= Provided text =
****

Boost logo

Boost :

From: Joel de Guzman (joel_at_[hidden])
Date: 2004-12-26 13:44:08

David Abrahams wrote:

> I guess I was confused (and still am, if you say you've been agreeing
> with me) by this little exchange:
> Me:
> Okay, either I'm "right" and first-follow can be used to prune
> unproductive parses in a nondeterministic parse *or* using
> first-follow makes a parser deterministic. It can't be both :)
> You:
> Using first-follow makes a parser deterministic, it can't be both.
> But I'm happy to drop this now. It isn't crucial.

Ok, I looked back and re-read the exchanges. Now I understand
where we diverged. I should have been more careful. You are right
of course. And I agree with you. I think I didn't quite communicate
what I meant. Re-reading, I realize there indeed is a lapse in
logic there. It should have read: first-follow is used to make a
parser deterministic.

>>When the grammar is ambiguous, the computation of the first set
>>will fail because the set itself cannot have multiple same entries.

****

= Action item =
Continue the Boost mailing list post on first-follow parsing from the point where it stops.

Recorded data
****

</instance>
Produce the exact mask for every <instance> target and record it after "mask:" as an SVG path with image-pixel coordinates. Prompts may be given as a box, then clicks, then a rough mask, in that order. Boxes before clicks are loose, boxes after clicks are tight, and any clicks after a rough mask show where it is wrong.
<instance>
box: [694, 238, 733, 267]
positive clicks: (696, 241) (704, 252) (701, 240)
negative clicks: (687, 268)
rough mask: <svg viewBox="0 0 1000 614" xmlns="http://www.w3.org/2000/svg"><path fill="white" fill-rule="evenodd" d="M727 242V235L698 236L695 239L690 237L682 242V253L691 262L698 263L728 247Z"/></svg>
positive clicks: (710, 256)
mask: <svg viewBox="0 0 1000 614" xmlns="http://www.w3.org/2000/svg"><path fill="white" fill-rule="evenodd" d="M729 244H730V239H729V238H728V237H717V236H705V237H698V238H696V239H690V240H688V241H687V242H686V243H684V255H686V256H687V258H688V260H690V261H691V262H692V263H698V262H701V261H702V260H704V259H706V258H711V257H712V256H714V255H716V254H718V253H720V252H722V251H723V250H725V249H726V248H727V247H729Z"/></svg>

****

= Response for this exercise =
> It's hard for me to understand how you reach that conclusion. When an
> algorithm says to add something to a set that is already in the set, the
> normal expectation is that the set remains unchanged and the algorithm
> proceeds, not that it "fails."

Another lapse in logic. The computation of the first set alone may
not fail. It is the building of the predictive parser from the
information that will fail. That was what I meant, sorry.

> I've tried to say several times that the properties of LL(1) are
> irrelevant to the arguments I've been making, and you always seem to
> eventually agree, but here it is again. What is your point in bringing
> up LL(1) here?

Ok, let's prune this unproductive branch, backtrack, and move on :-)

>>Long story. Anyway, the basic problem is that Spirit parsers
>>are dynamic. The computation of the first set, for instance,
>>cannot be done at compile time.
> Sure, but I thought you were going to be mostly emphasizing a static
> subrule model.

Yes. But 1) unless I eliminate all the dynamic rules, this will
still be a problem. 2) There are very nice things you can do
with dynamic parsing that can't be done with pure static parsing.

Unfortunately, I can't solve 1 and I consider 2 very important.

> I guess if you use string literals you'll have this
> problem no matter what, though I'm not sure the use of string literals
> should be a foregone conclusion. If you consider parser generators like
> YACC, they cleanly separate lexical analysis from parsing and the parser
> itself is never working with string literals.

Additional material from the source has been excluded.